_Page extract_.
---
# Model Training

## Environment Setup

In [None]:
import os
import sys
import warnings
warnings.filterwarnings('ignore')

import numpy as np
import pandas as pd

import torch
import torch.nn as nn
from torch.utils.data import Dataset, DataLoader

from transformers import (
    AutoTokenizer,
    AutoModelForSequenceClassification,
    AdamW,
    get_linear_schedule_with_warmup,
    set_seed
)

from sklearn.model_selection import train_test_split
from sklearn.utils.class_weight import compute_class_weight

IN_COLAB = 'google.colab' in sys.modules

if IN_COLAB:
    from google.colab import drive
    drive.mount('/content/drive')
    !pip install transformers accelerate -q
    DATA_PATH = '/content/drive/MyDrive/multi-class-phishing/scripts/'
else:
    DATA_PATH = './'

SEED = 42
set_seed(SEED)
np.random.seed(SEED)
torch.manual_seed(SEED)

device = torch.device('cuda' if torch.cuda.is_available() else 'cpu')
print(f"Device: {device}")

## Configuration

In [None]:
MODEL_CONFIGS = {
    'distilbert': 'distilbert-base-uncased',
    'roberta': 'roberta-base',
    'albert': 'albert-base-v2',
}

TRAINING_CONFIG = {
    'max_length': 512,
    'batch_size': 16,
    'epochs': 4,
    'learning_rate': 2e-5,
    'warmup_ratio': 0.1,
    'weight_decay': 0.01,
    'max_grad_norm': 1.0,
}

CLASS_LABELS = {
    0: 'Legitimate',
    1: 'Credential Theft',
    2: 'Financial Fraud',
    3: 'Malware Delivery',
    4: 'Personal Information Theft',
    5: 'Other/Generic Phishing',
}

## Data Loading

In [None]:
malicious_df = pd.read_csv(os.path.join(DATA_PATH, 'malicious_phishing_corpus.csv'))
benign_df = pd.read_csv(os.path.join(DATA_PATH, 'benign_corpus.csv'))

print(f"Malicious: {len(malicious_df):,} records")
print(f"Benign: {len(benign_df):,} records")

In [None]:
def prepare_dataset(malicious_df, benign_df):
    benign_data = benign_df[['text_cleaned']].copy()
    benign_data['label'] = 0
    benign_data = benign_data.rename(columns={'text_cleaned': 'text'})
    
    malicious_data = malicious_df[['text_cleaned', 'annotation_label']].copy()
---
_Records provided_.

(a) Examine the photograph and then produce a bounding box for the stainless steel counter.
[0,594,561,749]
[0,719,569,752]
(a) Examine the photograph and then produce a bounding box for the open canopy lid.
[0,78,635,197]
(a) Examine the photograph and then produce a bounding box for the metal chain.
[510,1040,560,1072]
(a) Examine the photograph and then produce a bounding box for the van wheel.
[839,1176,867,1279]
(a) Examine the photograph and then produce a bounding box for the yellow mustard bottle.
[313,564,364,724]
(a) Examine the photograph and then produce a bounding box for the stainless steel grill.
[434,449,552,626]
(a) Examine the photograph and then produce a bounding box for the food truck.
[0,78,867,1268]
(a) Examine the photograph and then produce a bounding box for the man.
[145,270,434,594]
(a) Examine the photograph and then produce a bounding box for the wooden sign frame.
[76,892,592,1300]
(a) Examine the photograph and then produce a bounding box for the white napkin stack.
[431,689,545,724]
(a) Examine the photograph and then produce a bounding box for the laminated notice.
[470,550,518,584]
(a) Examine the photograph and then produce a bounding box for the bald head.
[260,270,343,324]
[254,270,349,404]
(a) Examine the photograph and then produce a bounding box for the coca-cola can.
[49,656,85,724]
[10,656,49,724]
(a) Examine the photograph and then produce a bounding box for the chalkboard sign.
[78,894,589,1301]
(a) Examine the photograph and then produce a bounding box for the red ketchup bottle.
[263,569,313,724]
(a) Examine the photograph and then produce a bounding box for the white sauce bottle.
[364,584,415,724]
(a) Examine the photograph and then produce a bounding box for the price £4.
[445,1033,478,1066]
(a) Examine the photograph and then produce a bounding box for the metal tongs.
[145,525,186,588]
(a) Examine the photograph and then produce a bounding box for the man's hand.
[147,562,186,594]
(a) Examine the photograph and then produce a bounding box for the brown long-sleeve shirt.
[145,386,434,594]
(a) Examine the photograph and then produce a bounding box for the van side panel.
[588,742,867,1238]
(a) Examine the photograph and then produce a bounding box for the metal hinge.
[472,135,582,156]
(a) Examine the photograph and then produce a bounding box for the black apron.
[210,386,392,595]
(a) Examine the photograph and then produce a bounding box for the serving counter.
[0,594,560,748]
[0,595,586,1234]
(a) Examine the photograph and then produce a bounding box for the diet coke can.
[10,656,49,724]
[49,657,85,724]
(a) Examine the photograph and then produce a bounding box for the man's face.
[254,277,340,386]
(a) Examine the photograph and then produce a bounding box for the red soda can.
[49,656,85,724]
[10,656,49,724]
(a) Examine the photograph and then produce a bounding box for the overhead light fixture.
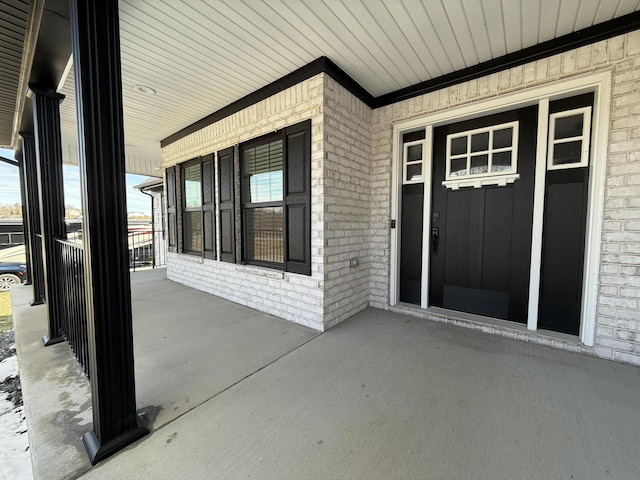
[133,85,156,95]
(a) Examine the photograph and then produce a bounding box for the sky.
[0,148,151,215]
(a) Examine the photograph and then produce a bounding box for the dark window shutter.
[202,154,216,259]
[218,147,236,263]
[166,167,178,252]
[284,120,311,275]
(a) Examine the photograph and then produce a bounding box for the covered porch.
[12,269,640,479]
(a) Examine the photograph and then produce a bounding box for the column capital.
[29,85,65,101]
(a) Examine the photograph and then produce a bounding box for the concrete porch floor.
[12,270,640,480]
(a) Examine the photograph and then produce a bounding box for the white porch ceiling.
[56,0,640,175]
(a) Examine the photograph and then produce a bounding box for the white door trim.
[527,98,549,330]
[389,69,612,346]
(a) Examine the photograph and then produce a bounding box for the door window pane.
[493,128,513,148]
[451,135,467,155]
[451,157,467,177]
[555,114,584,140]
[407,163,422,181]
[547,107,591,170]
[469,155,489,175]
[491,152,513,172]
[443,121,519,189]
[553,141,582,165]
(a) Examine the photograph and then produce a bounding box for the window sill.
[442,173,520,190]
[236,265,284,280]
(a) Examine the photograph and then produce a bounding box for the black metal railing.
[56,239,89,376]
[127,230,155,272]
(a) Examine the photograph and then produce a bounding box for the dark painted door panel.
[429,107,537,323]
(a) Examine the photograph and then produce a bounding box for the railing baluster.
[56,239,90,376]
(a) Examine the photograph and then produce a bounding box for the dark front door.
[428,107,537,323]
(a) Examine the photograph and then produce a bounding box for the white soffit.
[57,0,640,165]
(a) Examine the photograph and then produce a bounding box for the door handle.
[431,227,440,256]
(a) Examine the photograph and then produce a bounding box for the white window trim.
[547,107,591,170]
[442,120,520,190]
[389,69,612,346]
[402,140,425,185]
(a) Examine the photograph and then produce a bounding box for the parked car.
[0,262,27,290]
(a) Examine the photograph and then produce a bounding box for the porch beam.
[20,132,44,305]
[70,0,148,465]
[31,92,66,346]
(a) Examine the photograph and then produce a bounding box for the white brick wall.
[162,75,326,331]
[322,76,371,327]
[370,31,640,365]
[163,32,640,365]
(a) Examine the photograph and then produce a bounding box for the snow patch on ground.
[0,348,33,480]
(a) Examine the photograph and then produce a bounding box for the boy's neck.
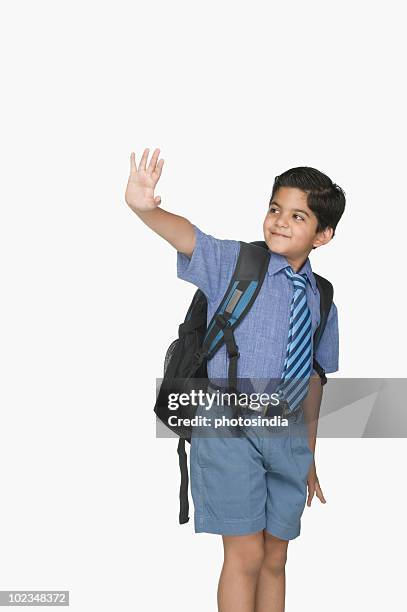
[286,252,310,273]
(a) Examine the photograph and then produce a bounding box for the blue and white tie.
[280,266,312,414]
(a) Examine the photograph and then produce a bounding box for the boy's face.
[263,187,333,261]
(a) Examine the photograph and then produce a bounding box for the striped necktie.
[280,266,312,414]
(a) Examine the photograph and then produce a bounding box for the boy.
[125,149,345,612]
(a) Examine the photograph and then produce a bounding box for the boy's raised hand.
[125,149,164,212]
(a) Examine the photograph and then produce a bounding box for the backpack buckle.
[216,314,230,329]
[194,350,208,365]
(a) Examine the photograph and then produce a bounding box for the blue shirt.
[177,225,339,388]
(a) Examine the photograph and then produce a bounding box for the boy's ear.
[312,227,334,249]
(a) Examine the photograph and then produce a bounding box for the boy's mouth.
[271,232,289,238]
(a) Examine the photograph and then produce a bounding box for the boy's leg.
[218,531,270,612]
[255,530,288,612]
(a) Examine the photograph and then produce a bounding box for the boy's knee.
[263,536,288,575]
[225,535,264,576]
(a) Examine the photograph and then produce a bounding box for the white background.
[0,1,406,612]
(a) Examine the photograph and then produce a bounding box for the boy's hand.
[307,459,326,506]
[125,149,164,212]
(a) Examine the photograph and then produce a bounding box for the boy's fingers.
[148,149,160,172]
[316,482,326,504]
[138,149,150,171]
[307,487,315,506]
[155,159,164,180]
[130,153,137,174]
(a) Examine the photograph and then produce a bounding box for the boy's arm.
[303,302,339,454]
[302,374,323,456]
[125,149,195,257]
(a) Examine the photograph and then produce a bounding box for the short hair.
[269,166,346,245]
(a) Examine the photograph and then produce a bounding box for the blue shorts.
[190,405,313,540]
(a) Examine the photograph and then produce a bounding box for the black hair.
[269,166,346,248]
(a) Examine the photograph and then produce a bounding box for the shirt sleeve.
[315,302,339,373]
[177,225,240,301]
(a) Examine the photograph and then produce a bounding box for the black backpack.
[154,241,333,524]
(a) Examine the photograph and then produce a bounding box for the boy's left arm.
[302,374,326,506]
[303,302,339,506]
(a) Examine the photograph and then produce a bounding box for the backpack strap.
[313,272,334,385]
[195,241,270,390]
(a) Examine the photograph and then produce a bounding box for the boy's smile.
[263,187,333,272]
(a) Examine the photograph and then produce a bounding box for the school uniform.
[177,225,339,540]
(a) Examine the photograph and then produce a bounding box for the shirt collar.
[267,249,317,293]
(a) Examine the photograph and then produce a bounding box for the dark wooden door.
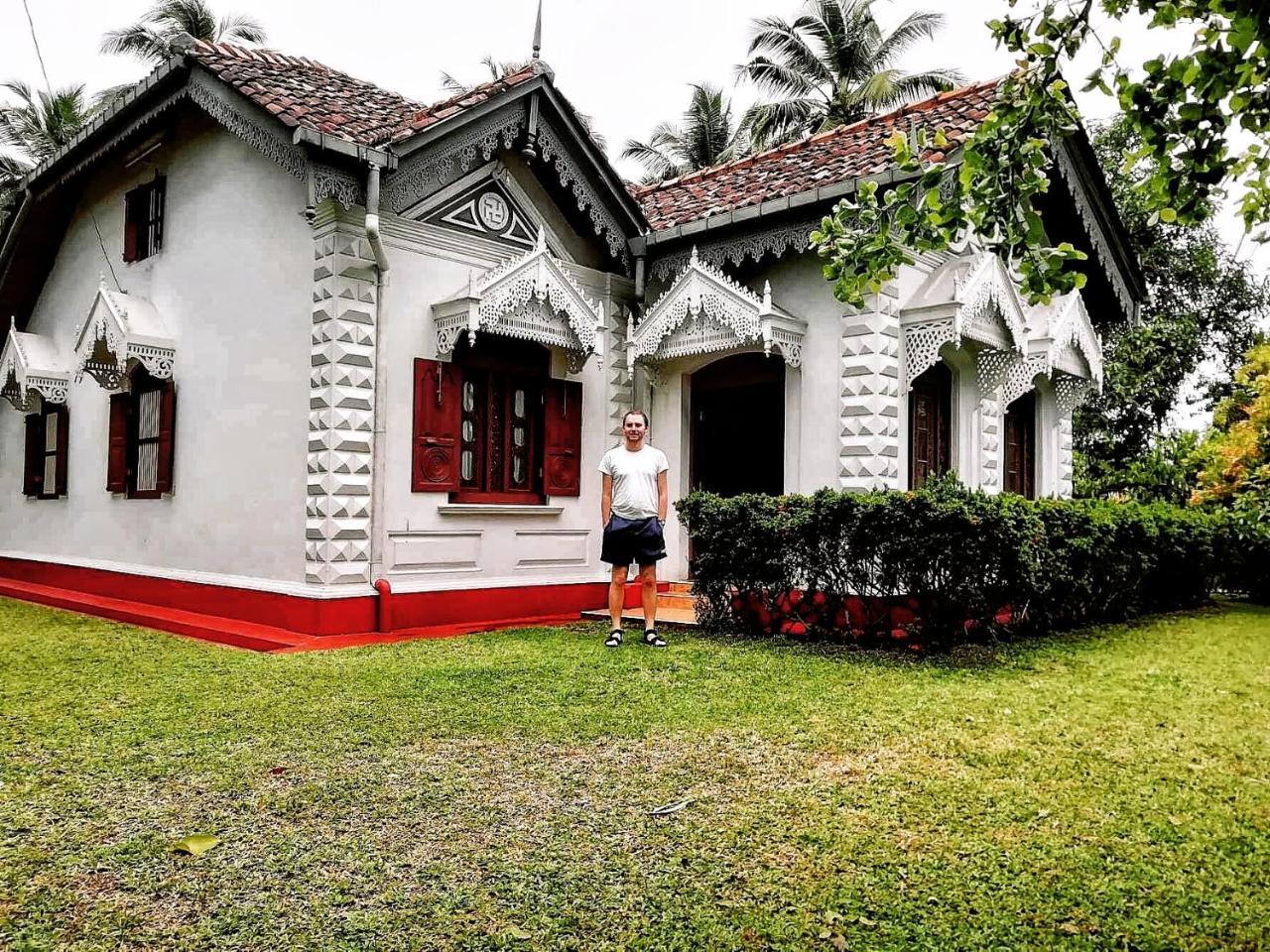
---
_Objective_.
Rename "DATA_PATH" to "BASE_DIR" in the training notebook and give that part again, from "IN_COLAB = 'google.colab'" up to and including "torch.manual_seed(SEED)". The material above is separate from the training notebook.

_Result below_.
IN_COLAB = 'google.colab' in sys.modules

if IN_COLAB:
    from google.colab import drive
    drive.mount('/content/drive')
    !pip install transformers accelerate -q
    BASE_DIR = '/content/drive/MyDrive/multi-class-phishing/scripts/'
else:
    BASE_DIR = './'

SEED = 42
set_seed(SEED)
np.random.seed(SEED)
torch.manual_seed(SEED)